→ Task inputs
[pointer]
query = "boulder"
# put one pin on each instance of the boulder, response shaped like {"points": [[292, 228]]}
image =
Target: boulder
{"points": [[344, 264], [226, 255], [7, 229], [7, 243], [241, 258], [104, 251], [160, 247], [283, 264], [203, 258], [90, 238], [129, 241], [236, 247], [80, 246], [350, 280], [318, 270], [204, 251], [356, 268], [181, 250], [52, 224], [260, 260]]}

→ Prompt
The answer must be a word-for-word transcription of every record above.

→ Exercise output
[pointer]
query = "boulder"
# put one pin on each instance of the boulder, response shaped like {"points": [[292, 228]]}
image =
Target: boulder
{"points": [[344, 264], [226, 255], [7, 229], [7, 243], [241, 258], [104, 251], [160, 247], [283, 264], [203, 258], [90, 238], [129, 241], [236, 247], [80, 246], [350, 280], [318, 270], [204, 251], [356, 268], [181, 250], [52, 224], [260, 260]]}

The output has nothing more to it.